** start of Data supplied **
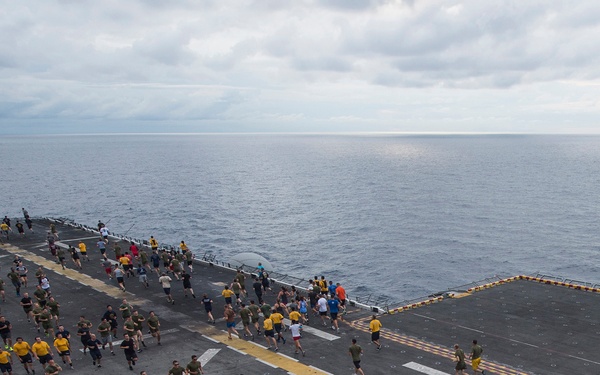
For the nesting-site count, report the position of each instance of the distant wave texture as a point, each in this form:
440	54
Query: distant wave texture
386	215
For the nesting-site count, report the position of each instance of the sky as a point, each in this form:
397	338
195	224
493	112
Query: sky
455	66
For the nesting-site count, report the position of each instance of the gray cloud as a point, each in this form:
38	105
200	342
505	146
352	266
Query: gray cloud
296	63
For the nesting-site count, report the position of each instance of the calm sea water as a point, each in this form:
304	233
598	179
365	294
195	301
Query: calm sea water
402	216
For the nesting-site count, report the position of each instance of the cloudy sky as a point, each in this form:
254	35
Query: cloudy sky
299	66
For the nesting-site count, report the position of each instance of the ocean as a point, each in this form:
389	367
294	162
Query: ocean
401	216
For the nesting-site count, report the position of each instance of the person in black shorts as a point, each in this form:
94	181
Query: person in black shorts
5	328
93	345
128	346
207	302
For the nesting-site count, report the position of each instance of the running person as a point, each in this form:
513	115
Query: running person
5	362
227	294
107	265
269	332
475	357
189	259
27	305
155	259
154	326
138	320
254	310
166	284
83	331
355	352
459	358
143	275
94	347
24	353
41	351
375	328
119	275
29	224
15	279
333	304
277	320
5	328
322	306
296	330
2	292
52	368
22	271
63	348
229	315
75	257
187	284
153	243
20	228
83	250
102	246
128	346
245	314
104	329
207	302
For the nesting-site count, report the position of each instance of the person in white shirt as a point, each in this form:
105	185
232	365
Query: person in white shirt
104	232
296	330
322	305
166	283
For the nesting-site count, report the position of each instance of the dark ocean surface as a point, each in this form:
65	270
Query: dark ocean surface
395	215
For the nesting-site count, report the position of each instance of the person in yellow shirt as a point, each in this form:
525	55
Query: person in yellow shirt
269	332
375	327
227	293
83	250
295	316
183	247
277	319
63	348
23	350
5	362
153	243
41	351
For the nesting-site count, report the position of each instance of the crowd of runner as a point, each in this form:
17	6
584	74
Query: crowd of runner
321	303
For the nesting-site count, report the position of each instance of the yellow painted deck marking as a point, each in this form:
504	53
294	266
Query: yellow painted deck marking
442	351
268	356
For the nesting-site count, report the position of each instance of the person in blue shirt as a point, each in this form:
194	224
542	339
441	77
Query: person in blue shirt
334	306
331	288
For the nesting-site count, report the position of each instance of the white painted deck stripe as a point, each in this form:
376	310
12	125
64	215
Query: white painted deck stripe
313	331
423	369
116	343
266	363
207	356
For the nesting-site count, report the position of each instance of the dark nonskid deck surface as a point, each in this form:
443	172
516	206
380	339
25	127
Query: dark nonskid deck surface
525	327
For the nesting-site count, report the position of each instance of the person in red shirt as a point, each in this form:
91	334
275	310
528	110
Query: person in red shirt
340	292
134	250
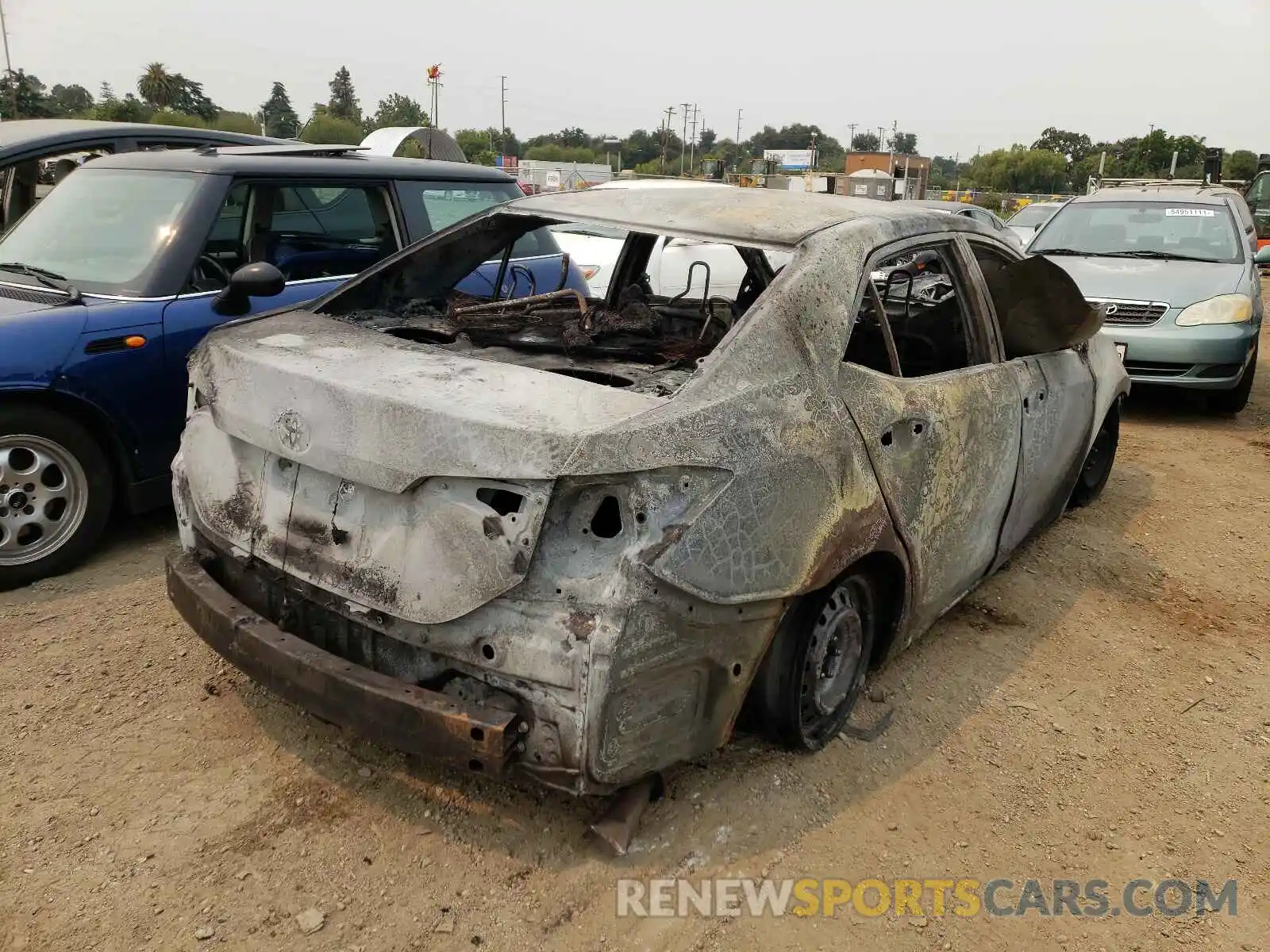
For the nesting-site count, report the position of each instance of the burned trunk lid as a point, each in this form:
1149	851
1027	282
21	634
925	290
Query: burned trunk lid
400	478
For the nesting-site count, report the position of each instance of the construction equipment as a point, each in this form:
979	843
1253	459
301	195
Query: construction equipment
760	175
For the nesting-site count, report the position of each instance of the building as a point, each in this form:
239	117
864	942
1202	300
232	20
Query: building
911	173
868	183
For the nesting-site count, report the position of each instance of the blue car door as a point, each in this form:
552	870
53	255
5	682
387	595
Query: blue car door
318	234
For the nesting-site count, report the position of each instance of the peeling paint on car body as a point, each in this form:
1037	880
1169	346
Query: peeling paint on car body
613	565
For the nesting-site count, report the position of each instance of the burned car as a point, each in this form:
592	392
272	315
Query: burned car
579	539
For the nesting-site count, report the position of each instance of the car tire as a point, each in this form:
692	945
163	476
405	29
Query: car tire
1096	469
817	664
56	493
1232	401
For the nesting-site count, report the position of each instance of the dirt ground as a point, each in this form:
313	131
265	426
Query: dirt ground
1095	711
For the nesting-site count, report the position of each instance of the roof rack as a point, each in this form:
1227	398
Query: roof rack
1096	183
283	149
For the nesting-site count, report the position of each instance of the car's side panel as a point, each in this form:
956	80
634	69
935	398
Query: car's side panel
124	381
945	450
1056	393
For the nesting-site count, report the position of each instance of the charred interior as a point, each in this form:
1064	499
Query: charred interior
630	340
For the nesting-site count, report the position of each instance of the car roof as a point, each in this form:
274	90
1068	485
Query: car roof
743	216
23	135
296	160
1195	194
940	206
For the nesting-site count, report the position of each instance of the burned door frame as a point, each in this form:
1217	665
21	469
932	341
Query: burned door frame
1056	395
945	447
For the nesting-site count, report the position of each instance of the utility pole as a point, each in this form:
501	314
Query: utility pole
666	135
683	143
502	129
692	162
8	63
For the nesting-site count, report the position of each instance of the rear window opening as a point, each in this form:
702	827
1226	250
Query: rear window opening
670	302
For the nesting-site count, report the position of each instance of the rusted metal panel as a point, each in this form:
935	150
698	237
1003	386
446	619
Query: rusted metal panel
352	696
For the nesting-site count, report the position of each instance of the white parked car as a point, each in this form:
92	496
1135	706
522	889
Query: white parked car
595	249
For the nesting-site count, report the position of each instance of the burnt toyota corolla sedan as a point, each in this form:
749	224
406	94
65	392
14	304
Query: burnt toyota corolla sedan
581	537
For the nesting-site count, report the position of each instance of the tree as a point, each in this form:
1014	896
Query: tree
343	99
1240	165
127	109
903	144
865	143
398	109
476	145
277	114
1019	169
329	130
23	97
1072	146
158	88
70	101
192	101
235	122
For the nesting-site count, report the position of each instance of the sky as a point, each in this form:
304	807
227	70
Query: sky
963	75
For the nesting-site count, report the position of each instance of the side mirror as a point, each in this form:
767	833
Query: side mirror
256	279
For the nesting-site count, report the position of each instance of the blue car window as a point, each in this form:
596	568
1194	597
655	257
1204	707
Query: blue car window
105	230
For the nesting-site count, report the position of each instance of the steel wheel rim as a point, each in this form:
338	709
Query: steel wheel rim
44	498
832	668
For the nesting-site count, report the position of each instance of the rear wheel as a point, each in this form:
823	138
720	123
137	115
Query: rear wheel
816	668
1231	401
55	494
1098	465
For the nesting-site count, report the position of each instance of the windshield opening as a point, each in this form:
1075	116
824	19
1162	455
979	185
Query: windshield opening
103	230
648	338
1202	232
1032	216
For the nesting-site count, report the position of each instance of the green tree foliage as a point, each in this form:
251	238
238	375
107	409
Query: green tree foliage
70	101
476	145
1019	169
127	109
329	130
865	143
343	99
158	88
398	109
192	101
1241	164
23	97
903	144
279	116
552	152
235	122
171	117
1072	146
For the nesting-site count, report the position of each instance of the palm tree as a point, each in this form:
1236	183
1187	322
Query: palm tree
158	86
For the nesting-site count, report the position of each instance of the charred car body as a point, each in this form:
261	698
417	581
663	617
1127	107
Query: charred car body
578	537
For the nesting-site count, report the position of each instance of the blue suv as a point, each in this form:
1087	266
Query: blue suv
110	282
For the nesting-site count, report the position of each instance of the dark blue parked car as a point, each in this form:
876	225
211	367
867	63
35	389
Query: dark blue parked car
108	283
** end of Data supplied **
Only the lines from the one containing "of the palm" to the end of the data should be printed, exactly as they stand.

For the nesting-site count, report the position of each instance of the palm tree as a point, each in this form:
1236	183
1187	322
Query: palm tree
158	86
For the nesting-site count, report the position of each instance of the charred car body as a point, each in this form:
261	698
417	581
663	617
1127	107
Query: charred car body
578	537
For the nesting-site count, report the position of each instance of the blue suv as a point, each in this form:
1087	266
Query: blue suv
110	282
For the nesting-site count, report the position of each instance of the dark blue parked car as a point, each in this form:
876	225
211	367
867	63
35	389
Query: dark blue parked car
108	283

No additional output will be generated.